# ТЕКСТ:
☆ ☆ ☆ ☆

В частности, британский культуролог Джон Фиске стал одним из пионеров изучения телевидения[7], а позднее поразил своих коллег, когда отказался считать потребителей популярной культуры, существующих в логике капитализма, исключительно объектом манипуляций. Фиске считал, что реципиенты популярной культуры активные субъекты, которые в состоянии различать качество продуктов популярной культуры и потреблять рефлексивно. Даже более того люди сами выбирают товары, предлагаемые им промышленным капитализмом, и направляют их на творческое и даже подрывное использование[8]. Имя Фиске в данном случае возникает не случайно: Генри Дженкинсу повезло стать учеником этого визионера. Вместе с тем, хотя Дженкинс и занимался примерно тем же самым, что и Фиске, он пошел в обход темы критики капитализма (что, как мы увидим, тоже имеем свои издержки) и потому продвинулся в плане изучения аудитории телевидения дальше. Можно сказать, что он в самом деле совершил революцию в плане исследований фанатских сообществ. Несмотря на все усилия Фиске, в целом в академии бытовало мнение, будто фанаты потребители популярной культуры «безумны», то есть настоящие фрики, помешанные на комиксах или телевидении.

☆ ☆ ☆ ☆

# ЗАПИСИ:
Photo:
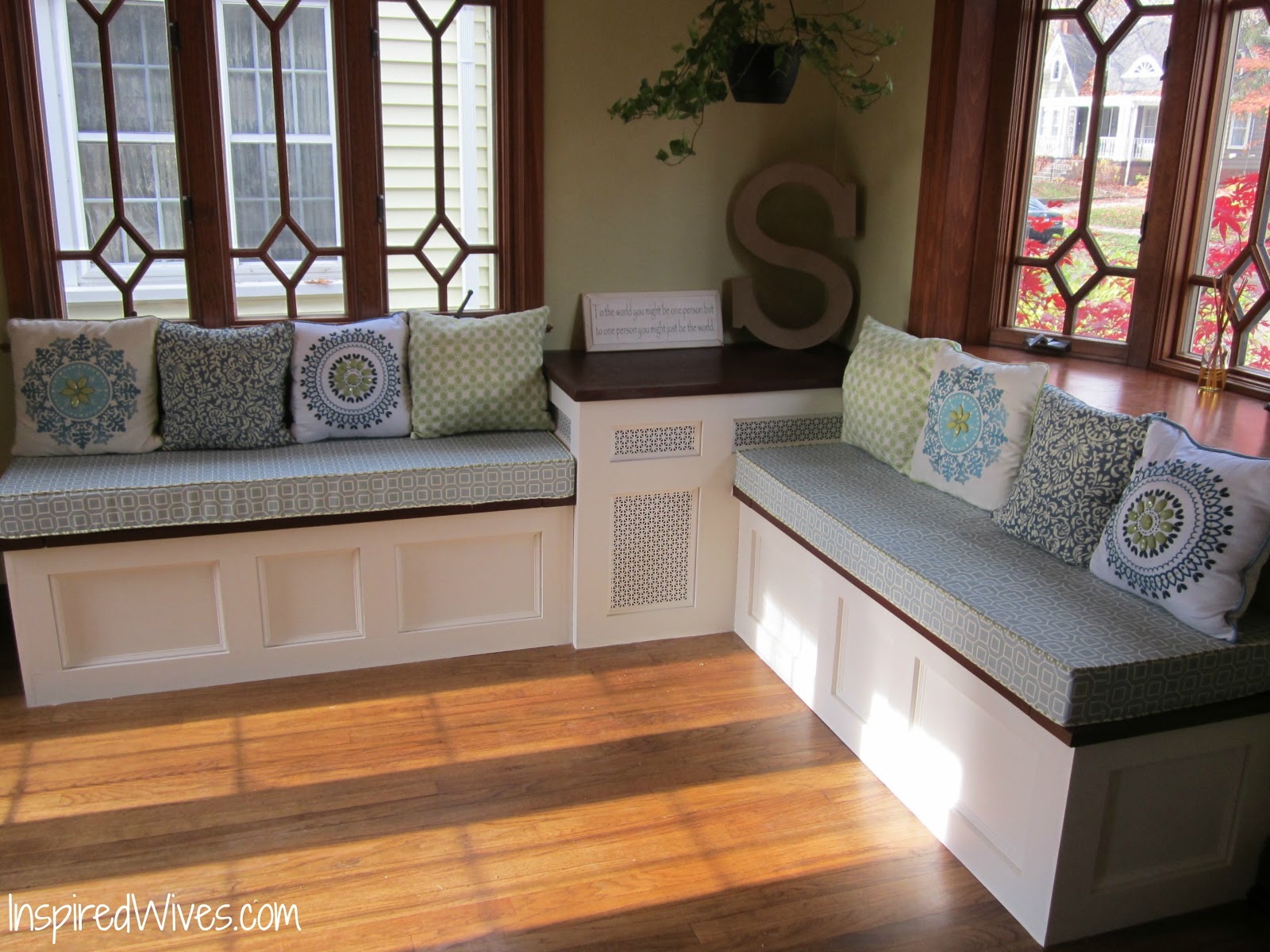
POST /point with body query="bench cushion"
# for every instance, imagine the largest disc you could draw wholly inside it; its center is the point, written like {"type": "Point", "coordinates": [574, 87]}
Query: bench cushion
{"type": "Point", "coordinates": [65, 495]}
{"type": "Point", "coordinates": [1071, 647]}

☆ ☆ ☆ ☆

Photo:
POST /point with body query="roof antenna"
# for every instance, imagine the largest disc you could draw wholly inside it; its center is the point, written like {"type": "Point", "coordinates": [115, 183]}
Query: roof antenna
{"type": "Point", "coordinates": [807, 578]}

☆ ☆ ☆ ☆

# ЗАДАНИЯ:
1. Соберите все строки записей, в которых встречается слово «cushion», учитывая регистр букв.
2. Продолжите текст о Фиске и Дженкинсе, начав сразу после его последнего предложения.
Текст о Фиске и Дженкинсе и записи между собой не связаны.

# ОТВЕТЫ:
1.
POST /point with body query="bench cushion"
Query: bench cushion

2.
Ответом на такое пренебрежение к данному сегменту аудитории стала первая книга Дженкинса «Текстовые браконьеры. Фанаты телевидения и культура соучастия»[9]. В момент выхода книги большинство читателей были очарованы главным образом концепцией «браконьерства». Дженкинс описывал так фанатов, потому что они создавали собственную культуру фанфики, фан-арт, любительские костюмы, музыку и видео из контента, созданного и в некоторой степени присвоенного официальными медиа. Фанаты же изменяли этот контент так, как им этого хотелось, то есть они были активными соучастниками (пере)производства культурных благ. Слово «соучастие» в данном случае предельно важно. Потому что оно отсылает нас к другому концепту возможно, главному в теории автора, потому что он имеет большее значение для его позднейших работ, «культура соучастия». Последняя означала (и означает до сих пор), что неравнодушные пользователи могут активно подключиться к процессу производства и распространения контента, основанного на значимых произведениях массовой культуры. Сразу оговоримся, что именно культура соучастия станет теоретическим ядром для конвергентной культуры. На основании этих тезисов Дженкинс развил идею «нравственной экономики» (то есть предполагаемые этические нормы, которые управляют отношениями между производителями медиаконтента и потребителями), также крайне важную в контексте всего его творчества.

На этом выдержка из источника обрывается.